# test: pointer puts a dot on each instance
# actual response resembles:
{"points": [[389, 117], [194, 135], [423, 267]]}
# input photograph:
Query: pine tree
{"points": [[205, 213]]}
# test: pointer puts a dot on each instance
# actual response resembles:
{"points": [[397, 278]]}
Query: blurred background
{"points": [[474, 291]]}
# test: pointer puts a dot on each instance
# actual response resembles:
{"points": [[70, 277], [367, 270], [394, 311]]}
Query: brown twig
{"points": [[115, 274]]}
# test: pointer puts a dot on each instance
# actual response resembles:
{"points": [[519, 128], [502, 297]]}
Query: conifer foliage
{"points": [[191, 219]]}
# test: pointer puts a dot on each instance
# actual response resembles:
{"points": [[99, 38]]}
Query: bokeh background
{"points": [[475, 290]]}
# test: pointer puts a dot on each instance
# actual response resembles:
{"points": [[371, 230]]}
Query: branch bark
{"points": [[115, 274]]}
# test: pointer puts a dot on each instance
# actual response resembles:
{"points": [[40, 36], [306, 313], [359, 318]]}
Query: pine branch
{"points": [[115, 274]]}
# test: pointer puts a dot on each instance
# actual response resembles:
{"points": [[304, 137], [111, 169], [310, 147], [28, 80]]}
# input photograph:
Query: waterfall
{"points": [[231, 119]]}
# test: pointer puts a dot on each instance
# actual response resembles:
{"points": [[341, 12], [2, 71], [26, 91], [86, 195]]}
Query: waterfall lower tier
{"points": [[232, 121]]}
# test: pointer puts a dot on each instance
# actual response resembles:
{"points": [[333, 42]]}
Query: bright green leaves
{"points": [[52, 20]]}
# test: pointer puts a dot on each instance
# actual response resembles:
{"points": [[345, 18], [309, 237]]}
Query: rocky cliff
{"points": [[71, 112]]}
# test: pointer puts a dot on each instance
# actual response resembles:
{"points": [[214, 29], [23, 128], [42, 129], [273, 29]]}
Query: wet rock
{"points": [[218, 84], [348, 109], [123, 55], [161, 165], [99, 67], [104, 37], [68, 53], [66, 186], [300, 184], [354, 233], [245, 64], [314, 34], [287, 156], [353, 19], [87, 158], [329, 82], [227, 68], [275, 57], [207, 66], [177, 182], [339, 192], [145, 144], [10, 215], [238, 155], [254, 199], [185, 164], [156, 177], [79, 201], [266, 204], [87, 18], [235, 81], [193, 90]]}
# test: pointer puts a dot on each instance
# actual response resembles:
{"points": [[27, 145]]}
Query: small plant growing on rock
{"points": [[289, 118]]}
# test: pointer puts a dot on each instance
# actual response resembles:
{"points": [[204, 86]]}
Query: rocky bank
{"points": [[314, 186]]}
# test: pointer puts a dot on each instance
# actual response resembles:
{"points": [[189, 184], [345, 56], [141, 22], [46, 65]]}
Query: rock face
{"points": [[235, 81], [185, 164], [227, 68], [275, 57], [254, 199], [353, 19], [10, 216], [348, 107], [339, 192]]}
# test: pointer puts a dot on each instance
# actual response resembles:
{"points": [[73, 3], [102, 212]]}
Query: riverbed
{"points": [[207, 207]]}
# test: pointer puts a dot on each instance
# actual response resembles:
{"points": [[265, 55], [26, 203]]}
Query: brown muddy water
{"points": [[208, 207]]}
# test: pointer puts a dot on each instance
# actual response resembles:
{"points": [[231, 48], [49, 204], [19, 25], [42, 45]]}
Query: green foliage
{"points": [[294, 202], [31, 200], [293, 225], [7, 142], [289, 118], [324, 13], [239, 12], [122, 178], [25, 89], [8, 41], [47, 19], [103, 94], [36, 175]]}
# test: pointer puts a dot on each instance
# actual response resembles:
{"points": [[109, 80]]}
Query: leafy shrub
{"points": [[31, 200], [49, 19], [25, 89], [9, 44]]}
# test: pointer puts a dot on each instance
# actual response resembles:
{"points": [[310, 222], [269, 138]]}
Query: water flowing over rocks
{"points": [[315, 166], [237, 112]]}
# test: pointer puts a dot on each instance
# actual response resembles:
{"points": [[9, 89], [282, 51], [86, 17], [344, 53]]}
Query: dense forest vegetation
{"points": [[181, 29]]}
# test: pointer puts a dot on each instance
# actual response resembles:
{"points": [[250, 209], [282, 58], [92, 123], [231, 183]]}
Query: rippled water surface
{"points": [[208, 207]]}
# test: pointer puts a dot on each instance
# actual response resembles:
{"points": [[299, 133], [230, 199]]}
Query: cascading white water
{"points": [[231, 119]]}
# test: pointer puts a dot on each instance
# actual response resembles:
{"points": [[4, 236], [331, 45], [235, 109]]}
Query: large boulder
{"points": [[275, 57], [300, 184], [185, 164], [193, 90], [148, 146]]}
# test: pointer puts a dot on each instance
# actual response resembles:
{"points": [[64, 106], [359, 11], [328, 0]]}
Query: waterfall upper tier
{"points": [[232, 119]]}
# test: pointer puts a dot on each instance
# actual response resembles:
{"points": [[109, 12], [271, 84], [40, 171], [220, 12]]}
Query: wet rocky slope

★ ★ ★ ★

- **PROMPT**:
Count the lines in the items above that contain the string "green", matching case exactly. Reply with only that number.

- **CORRECT RESULT**:
2